GIVEN REQUEST A:
Reproduce every line of the records that follow the mailing-list post, unchanged.
GIVEN REQUEST B:
Write the next part of the mailing-list post about user construction of C++ text_encoding objects, picking up right after its last sentence.
***** SOURCE EXCERPT
ISOCPP sg16 List: [isocpp-sg16] Use cases for user construction of text

From: Henri Sivonen <hsivonen_at_[hidden]>
Date: Sun, 21 Jul 2024 14:53:06 +0300

Via LWN, I noticed that https://isocpp.org/files/papers/P1885R8.pdf is on track for C++26.

The paper says: "To support other use cases such as interoperability with other libraries or internet protocols,
text_encoding can be constructed by users"

When is such construction by user the right answer to a use case faced by a C++ programmer?

Consider the following uses cases:

1. The program downloads a textual resource from the Web. What should the program use to decode the character encoding aspect of the resource?

Correct answer: An implementation of the WHATWG Encoding Standard.

2. The program reads email from mbox files. What should the program use to decode character encoding aspect of the emails?

Likely correct answer: An implementation of the WHATWG Encoding Standard augmented with recognition of java.io names for JavaMail compatibility and augmented with an implementation of UTF-7.

3. The program reads legacy Excel files. What should the program use to decode the textual aspects given a Windows code page number embedded in the file?

Correct answer: MultiByteToWideChar from Kernel32.dll on Windows, or another implementation that recognizes the Windows code page numbers that can occur as the Windows system code page and that implements close enough decoding semantics.

To what programming question the right answer is "Construct C++ standard-library text_encoding by name"? Is the situation more common than the above three situations?

Suppose in cases 1 and 2 above there's charset=EUC-KR. Let's suppose in case 3 the code page number is 949. How do you represent this using the text_encoding API?

The IANA charset registry maps EUC-KR to https://www.rfc-editor.org/rfc/rfc1557.html . That RFC does not describe the interoperable implementation requirements for the above three use cases. What's called for is https://encoding.spec.whatwg.org/#euc-kr-decoder or an exact implementation of Windows code page 949. The two differ by WHATWG EUC-KR not having the EUDC range of code page 949, which is typically not practically relevant.
**********
***** MATERIAL FOR THIS EXERCISE
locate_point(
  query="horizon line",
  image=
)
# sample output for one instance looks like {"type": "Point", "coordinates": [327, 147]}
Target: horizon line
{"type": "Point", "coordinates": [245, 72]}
**********
WRITTEN ANSWER A:
locate_point(
  query="horizon line",
  image=
)
# sample output for one instance looks like {"type": "Point", "coordinates": [327, 147]}
Target: horizon line
{"type": "Point", "coordinates": [245, 72]}

WRITTEN ANSWER B:
https://isocpp.org/files/papers/P1885R8.pdf compares the WHATWG and IANA encoding lists on the level of name similarity instead of comparing actual encoding definitions.

Notably, the closest IANA encoding to WHATWG Shift_JIS is IANA windows-31j (not IANA Shift_JIS) and, AFAICT, the closest IANA encoding to WHATWG Big5 is IANA Big5-HKSCS (not IANA Big5). In the case of IANA GBK, WHATWG decoding side is GB18030 (and encoder is GBK). (Also Big5 and EUC-JP have asymmetric encoders in the WHATWG Encoding Standard.)

AFAICT, IANA doesn't have any encoding that would be to IANA EUC-KR what IANA windows-31j is to IANA Shift_JIS. That is, an IANA registration corresponding to Windows code page 949 is missing.

IANA wouldn't change the existing registration to match practice and also wouldn't register new names that Microsoft was unlikely to implement: https://data.iana.org/archive/ietf-charsets/msg01698.html .

Apart from user construction, what's std::text_encoding::environment() expected to return on Windows that was installed with Korean as the language (i.e. the Windows legacy code page is 949)?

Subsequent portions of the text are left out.